15L’équation serait quelque chose comme : « Les Mots sont à L’Être et le néant ce que Stendhal est à Descartes » ; ou « ce que l’écriture littéraire est à l’écriture philosophique ». Mais les choses, on le sait bien, ne sont pas si simples. Non seulement parce que l’écriture philosophique n’est jamais garantie contre l’équivocité : celle de L’Être et le néant accueille, indûment mais fatalement, « des phrases d’ordre littéraire » [11] ; mais aussi parce que, symétriquement, la singularité que Les Mots cherchent à fixer dans un langage feuilleté se résout finalement en une universalité univoque et désenchantée ; ou, si l’on veut, parce que l’homme des Mots est « tout l’homme ». Et de fait Stendhal, l’homme des romans presque explicitement impliqués, est aussi l’homme de l’égotisme, de la dictée – d’une dictée qu’on imagine joyeuse et spontanée ; quant à Descartes, philosophe en première personne, il est épris de poésie autant que de certitudes [12], et cet éclectisme explique peut-être les dix-huit ans (1619-1637) qu’il mit pour trouver la formule poétique de son Discours. Stendhal, romancier assez peu laborieux, est à Descartes, philosophe narrateur, poéticien inquiet et scrupuleux, ce que Descartes est à Stendhal : son envers pas tout à fait symétrique, son infirmation vive et urgente. Mieux : Stendhal est à Descartes ce que Sartre est à Sartre.

## Tâches proposées
1. D'après le passage sur Les Mots et L'Être et le néant, combien de temps Descartes a-t-il mis pour trouver la formule poétique de son Discours ?
2. Reprenez le passage sur Les Mots et L'Être et le néant juste après sa dernière phrase, et poursuivez-le sur quelques phrases.

## Extraits de données d'étiquetage de lieux
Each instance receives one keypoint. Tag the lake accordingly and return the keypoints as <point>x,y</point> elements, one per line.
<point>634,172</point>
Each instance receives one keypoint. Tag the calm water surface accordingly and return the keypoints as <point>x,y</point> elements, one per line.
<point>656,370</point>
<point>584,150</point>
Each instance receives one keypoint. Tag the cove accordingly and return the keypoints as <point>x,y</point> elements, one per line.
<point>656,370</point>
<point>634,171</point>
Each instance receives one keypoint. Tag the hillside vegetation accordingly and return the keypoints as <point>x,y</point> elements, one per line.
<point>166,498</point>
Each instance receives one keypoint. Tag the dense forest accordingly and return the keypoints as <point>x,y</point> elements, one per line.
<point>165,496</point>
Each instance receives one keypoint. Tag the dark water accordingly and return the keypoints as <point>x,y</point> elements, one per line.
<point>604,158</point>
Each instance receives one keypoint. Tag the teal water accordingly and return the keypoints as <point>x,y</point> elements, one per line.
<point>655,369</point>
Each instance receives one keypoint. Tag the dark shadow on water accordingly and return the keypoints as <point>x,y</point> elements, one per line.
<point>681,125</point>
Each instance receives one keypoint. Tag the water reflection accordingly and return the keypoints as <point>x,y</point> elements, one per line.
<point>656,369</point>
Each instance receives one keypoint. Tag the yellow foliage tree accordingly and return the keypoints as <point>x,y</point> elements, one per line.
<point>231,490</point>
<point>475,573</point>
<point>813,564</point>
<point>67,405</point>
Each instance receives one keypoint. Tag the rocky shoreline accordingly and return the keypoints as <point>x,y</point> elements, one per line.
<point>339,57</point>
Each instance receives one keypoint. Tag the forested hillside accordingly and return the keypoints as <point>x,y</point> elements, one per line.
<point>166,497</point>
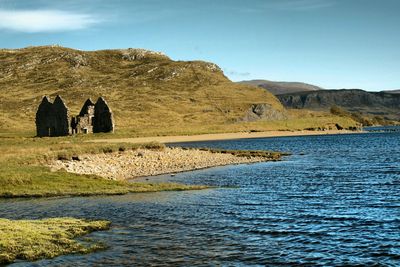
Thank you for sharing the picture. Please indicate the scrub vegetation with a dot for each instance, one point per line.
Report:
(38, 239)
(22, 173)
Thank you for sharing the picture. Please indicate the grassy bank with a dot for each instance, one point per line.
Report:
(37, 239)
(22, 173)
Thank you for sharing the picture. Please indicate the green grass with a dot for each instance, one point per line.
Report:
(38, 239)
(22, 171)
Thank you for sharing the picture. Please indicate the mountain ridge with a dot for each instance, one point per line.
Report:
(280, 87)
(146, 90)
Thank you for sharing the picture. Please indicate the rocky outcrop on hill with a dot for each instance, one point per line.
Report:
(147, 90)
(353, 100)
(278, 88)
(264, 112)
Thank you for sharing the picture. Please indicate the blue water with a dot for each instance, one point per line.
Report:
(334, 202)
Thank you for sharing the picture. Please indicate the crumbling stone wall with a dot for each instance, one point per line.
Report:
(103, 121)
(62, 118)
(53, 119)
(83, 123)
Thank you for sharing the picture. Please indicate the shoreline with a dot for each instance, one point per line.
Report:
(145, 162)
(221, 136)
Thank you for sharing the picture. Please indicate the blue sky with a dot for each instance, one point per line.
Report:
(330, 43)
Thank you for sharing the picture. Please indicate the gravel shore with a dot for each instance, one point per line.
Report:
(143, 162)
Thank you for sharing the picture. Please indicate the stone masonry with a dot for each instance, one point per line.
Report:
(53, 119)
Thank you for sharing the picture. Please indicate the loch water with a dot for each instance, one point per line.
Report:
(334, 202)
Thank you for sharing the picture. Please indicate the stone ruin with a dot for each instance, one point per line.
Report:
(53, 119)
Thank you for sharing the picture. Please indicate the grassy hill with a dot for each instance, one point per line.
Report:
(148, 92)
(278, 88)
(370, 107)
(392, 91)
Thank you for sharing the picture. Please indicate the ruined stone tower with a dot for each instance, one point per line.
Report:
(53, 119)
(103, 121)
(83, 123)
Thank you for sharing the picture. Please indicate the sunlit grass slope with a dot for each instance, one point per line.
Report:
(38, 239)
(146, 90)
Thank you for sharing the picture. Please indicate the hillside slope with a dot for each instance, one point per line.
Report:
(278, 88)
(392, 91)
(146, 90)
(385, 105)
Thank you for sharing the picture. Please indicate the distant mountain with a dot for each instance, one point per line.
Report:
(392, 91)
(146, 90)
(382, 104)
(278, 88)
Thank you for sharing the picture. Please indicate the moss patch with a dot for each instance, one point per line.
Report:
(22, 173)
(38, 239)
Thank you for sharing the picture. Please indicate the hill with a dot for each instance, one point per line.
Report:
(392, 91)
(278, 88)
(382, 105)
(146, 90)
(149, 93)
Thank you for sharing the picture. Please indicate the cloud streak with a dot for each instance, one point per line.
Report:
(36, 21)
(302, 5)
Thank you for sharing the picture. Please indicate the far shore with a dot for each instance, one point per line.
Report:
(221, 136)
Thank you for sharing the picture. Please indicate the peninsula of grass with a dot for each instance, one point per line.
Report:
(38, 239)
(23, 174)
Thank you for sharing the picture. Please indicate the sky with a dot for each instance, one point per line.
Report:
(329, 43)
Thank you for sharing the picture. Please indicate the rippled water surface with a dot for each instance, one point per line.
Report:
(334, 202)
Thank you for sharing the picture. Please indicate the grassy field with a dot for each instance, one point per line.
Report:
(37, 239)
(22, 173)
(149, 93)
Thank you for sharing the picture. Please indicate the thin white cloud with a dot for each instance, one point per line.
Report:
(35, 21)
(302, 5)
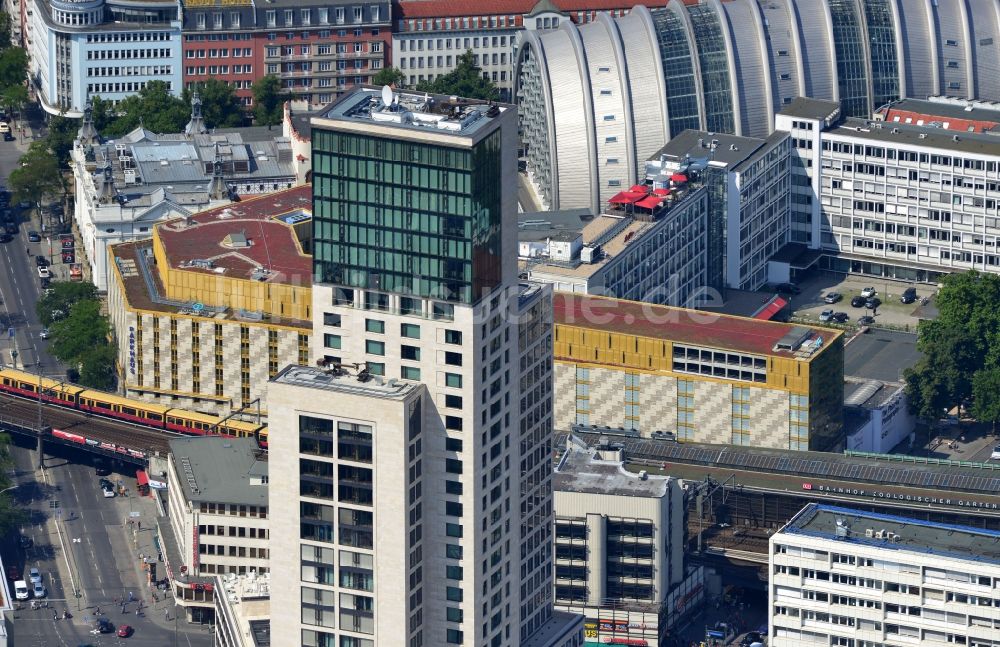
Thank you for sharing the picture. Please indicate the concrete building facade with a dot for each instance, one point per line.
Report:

## Réponses par tâche
1. Dix-huit ans, de 1619 à 1637.

2.
16S’entretenant avec Michel Contat, Sartre déplore précisément la contrainte, à quoi le réduit sa quasi-cécité, de s’en remettre désormais à une sorte de pratique orale de l’écriture – pratique presque stendhalienne, en un sens, en tout cas volontiers, et même décidément autobiographique. S’il y a un impensé de Sartre en matière d’écriture, c’est dans ces parages, me semble-t-il, qu’il faut le chercher, le « tremblé » des références, leur indécision – sinon leur approximation –, la diversité des pratiques enfin, permettant la liaison en vue de laquelle elles sont convoquées.
17Le travail générique de Sartre (travail inquiet, inlassable, considérable, et dont les implications, je le crois, restent à évaluer) serait donc l’indice le moins douteux de l’impensable conjonction.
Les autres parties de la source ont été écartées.